Data entries:
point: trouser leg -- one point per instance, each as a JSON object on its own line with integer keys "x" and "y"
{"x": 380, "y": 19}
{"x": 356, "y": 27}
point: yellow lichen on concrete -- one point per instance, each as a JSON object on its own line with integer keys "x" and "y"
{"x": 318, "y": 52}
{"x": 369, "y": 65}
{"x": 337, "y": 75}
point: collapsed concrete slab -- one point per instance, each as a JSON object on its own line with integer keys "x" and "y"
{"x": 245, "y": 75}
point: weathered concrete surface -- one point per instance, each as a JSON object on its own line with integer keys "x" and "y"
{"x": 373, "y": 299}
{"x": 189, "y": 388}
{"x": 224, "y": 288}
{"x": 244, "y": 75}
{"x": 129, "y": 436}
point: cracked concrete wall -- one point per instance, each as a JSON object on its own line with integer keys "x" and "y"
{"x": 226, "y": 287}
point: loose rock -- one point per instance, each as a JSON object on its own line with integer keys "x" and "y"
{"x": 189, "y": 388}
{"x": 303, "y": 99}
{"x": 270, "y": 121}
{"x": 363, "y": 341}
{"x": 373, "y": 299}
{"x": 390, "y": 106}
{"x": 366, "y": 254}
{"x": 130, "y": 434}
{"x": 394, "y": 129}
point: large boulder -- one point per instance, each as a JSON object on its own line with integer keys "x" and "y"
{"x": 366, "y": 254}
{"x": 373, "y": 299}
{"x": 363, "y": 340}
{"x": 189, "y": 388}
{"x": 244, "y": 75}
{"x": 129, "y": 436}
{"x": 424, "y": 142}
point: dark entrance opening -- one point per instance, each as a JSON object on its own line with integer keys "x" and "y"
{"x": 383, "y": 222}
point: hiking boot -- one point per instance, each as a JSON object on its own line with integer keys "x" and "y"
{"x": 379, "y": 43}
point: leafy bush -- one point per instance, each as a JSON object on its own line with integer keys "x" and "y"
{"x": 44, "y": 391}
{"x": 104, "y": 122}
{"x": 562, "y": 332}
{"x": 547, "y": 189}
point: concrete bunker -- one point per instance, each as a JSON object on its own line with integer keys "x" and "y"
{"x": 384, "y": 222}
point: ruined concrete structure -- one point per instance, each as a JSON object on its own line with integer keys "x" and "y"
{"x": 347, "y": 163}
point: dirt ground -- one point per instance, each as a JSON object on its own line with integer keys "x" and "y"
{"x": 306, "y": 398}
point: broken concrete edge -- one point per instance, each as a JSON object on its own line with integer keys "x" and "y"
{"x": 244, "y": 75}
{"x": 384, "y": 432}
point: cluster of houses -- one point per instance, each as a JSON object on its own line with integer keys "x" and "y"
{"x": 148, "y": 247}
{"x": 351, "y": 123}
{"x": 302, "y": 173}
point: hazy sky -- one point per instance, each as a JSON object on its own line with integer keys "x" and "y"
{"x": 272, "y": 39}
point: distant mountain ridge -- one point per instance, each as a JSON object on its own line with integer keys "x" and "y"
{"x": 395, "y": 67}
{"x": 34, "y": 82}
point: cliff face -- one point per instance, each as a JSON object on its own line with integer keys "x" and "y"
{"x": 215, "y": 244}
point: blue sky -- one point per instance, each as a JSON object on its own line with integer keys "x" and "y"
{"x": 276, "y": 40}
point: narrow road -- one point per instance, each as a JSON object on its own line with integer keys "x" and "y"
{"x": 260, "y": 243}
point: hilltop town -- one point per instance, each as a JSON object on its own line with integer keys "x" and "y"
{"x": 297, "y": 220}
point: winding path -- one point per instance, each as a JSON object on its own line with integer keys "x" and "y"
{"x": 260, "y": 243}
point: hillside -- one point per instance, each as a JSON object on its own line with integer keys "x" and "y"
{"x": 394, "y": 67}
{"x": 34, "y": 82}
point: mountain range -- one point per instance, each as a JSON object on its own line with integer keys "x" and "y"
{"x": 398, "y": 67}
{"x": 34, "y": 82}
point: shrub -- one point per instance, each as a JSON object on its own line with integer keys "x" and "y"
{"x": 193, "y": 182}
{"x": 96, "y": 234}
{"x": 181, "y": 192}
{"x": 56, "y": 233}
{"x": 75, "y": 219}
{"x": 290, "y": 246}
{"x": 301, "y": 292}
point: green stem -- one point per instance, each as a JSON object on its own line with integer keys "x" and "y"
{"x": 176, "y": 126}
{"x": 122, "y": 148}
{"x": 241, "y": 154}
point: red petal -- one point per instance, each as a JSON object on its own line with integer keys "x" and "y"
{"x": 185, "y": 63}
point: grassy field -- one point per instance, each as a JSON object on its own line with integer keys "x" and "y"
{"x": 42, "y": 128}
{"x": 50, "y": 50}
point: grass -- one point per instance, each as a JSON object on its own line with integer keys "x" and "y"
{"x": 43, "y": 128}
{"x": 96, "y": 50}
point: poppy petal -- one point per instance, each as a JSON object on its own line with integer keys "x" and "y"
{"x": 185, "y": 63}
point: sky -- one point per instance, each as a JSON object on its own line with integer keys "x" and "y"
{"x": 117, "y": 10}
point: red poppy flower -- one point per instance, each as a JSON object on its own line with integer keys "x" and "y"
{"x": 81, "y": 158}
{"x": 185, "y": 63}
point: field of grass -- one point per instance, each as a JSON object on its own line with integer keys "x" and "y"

Problem details: Copy out all of the rows again, swapping every occurrence of "integer keys" for "whole-number keys" and leaving everything else unchanged.

Solution for this task:
point: trouser leg -- one point per instance, each as a JSON object on its own line with whole-number keys "x" and "y"
{"x": 380, "y": 19}
{"x": 356, "y": 27}
point: yellow lichen on concrete -- one point per instance, each as a JSON object on its own line with whole-number keys "x" and "y"
{"x": 318, "y": 52}
{"x": 369, "y": 65}
{"x": 337, "y": 75}
point: collapsed concrete slab -- one point per instance, each as a JSON object on its own line with whole-number keys "x" and "y"
{"x": 245, "y": 75}
point: weathered concrete surface -- one point per instance, each as a JSON object on its own line with whole-number keys "x" and "y"
{"x": 373, "y": 299}
{"x": 189, "y": 388}
{"x": 224, "y": 288}
{"x": 244, "y": 75}
{"x": 129, "y": 436}
point: cracked concrete wall -- one point per instance, each as a JSON object on its own line with whole-number keys "x" and "y"
{"x": 226, "y": 287}
point: loose rock -- one point per instance, each as a JSON object on its own line with whole-number keys "x" and "y"
{"x": 189, "y": 388}
{"x": 303, "y": 99}
{"x": 270, "y": 121}
{"x": 363, "y": 341}
{"x": 373, "y": 299}
{"x": 390, "y": 106}
{"x": 366, "y": 254}
{"x": 130, "y": 434}
{"x": 394, "y": 129}
point: large boulder -- one point per instance, each as a JSON object on its own line with whole-number keys "x" and "y"
{"x": 366, "y": 254}
{"x": 373, "y": 299}
{"x": 363, "y": 340}
{"x": 189, "y": 388}
{"x": 244, "y": 75}
{"x": 129, "y": 436}
{"x": 424, "y": 142}
point: dark entrance opening -- one point per instance, each as a JSON object on its own line with whole-number keys "x" and "y"
{"x": 383, "y": 222}
point: hiking boot -- one point per instance, each as a JSON object on its own line with whole-number keys "x" and "y"
{"x": 379, "y": 43}
point: leafy bush -- one point per instance, each as a JSON object on its own line with whole-number keys "x" and "y"
{"x": 44, "y": 391}
{"x": 104, "y": 122}
{"x": 562, "y": 332}
{"x": 547, "y": 189}
point: concrete bunker -- one point per instance, each as a JSON object on its own line with whole-number keys "x" and "y"
{"x": 384, "y": 222}
point: ruined concrete structure -- one point per instance, each as a JSON object on its own line with whole-number keys "x" and "y"
{"x": 347, "y": 163}
point: dirt ground -- one point per instance, each as a JSON object on its own line with whole-number keys "x" and "y"
{"x": 306, "y": 398}
point: broken concrete edge -- one point per instance, each as a JSON object on its own line with whole-number keys "x" and "y"
{"x": 244, "y": 75}
{"x": 384, "y": 432}
point: cluster of houses -- one point per instance, each as a JSON object on its own line with whole-number keys "x" and "y"
{"x": 148, "y": 247}
{"x": 351, "y": 123}
{"x": 302, "y": 173}
point: hazy sky -- one point per instance, each as a JSON object on its own line with whole-number keys "x" and "y"
{"x": 272, "y": 39}
point: distant mountain ridge -- one point per instance, each as a JSON object on its own line with whole-number keys "x" and "y"
{"x": 395, "y": 67}
{"x": 34, "y": 82}
point: cliff face -- one point per instance, each as a JSON object on its own line with whole-number keys "x" and "y"
{"x": 215, "y": 244}
point: blue sky -- one point per instance, each as a JSON object on its own line with whole-number keys "x" and "y"
{"x": 276, "y": 40}
point: narrow road -- one point per instance, each as a JSON object on its own line with whole-number keys "x" and "y"
{"x": 260, "y": 243}
point: hilltop town -- one point per instance, each as a JSON object on its own line with whole-number keys "x" and "y"
{"x": 297, "y": 220}
point: winding path -- one point per instance, each as a JSON object on its own line with whole-number keys "x" and "y"
{"x": 260, "y": 243}
point: hillside -- one point per instance, each as a JSON object on its own line with whole-number keys "x" and "y"
{"x": 394, "y": 67}
{"x": 34, "y": 82}
point: mountain range -- one point per instance, each as a JSON object on its own line with whole-number keys "x" and "y"
{"x": 398, "y": 67}
{"x": 34, "y": 82}
point: shrub -- one point per instance, each as a JSON object on its own line with whole-number keys "x" and "y"
{"x": 193, "y": 182}
{"x": 96, "y": 234}
{"x": 181, "y": 192}
{"x": 56, "y": 233}
{"x": 75, "y": 219}
{"x": 290, "y": 246}
{"x": 301, "y": 292}
point: green stem -- one point per instance, each as a JSON object on its own line with whole-number keys "x" and "y"
{"x": 176, "y": 126}
{"x": 122, "y": 148}
{"x": 241, "y": 154}
point: red petal -- one point per instance, each as a JSON object on its own line with whole-number keys "x" and "y"
{"x": 185, "y": 63}
point: grassy field -- one point per instance, each as a JSON object on its own line with whole-number keys "x" and "y"
{"x": 42, "y": 128}
{"x": 50, "y": 50}
point: grass -- one point per instance, each as a JSON object on its own line with whole-number keys "x" and "y"
{"x": 43, "y": 128}
{"x": 96, "y": 50}
point: poppy petal -- one point per instance, each as a JSON object on its own line with whole-number keys "x" and "y"
{"x": 185, "y": 63}
point: sky -- one point per instance, each as a JSON object on its own line with whole-number keys "x" and "y"
{"x": 117, "y": 10}
point: red poppy flower -- one point per instance, each as a JSON object on its own line with whole-number keys "x" and "y"
{"x": 81, "y": 158}
{"x": 185, "y": 63}
point: field of grass -- one point per instance, each as a JSON object on its own line with whole-number keys "x" and "y"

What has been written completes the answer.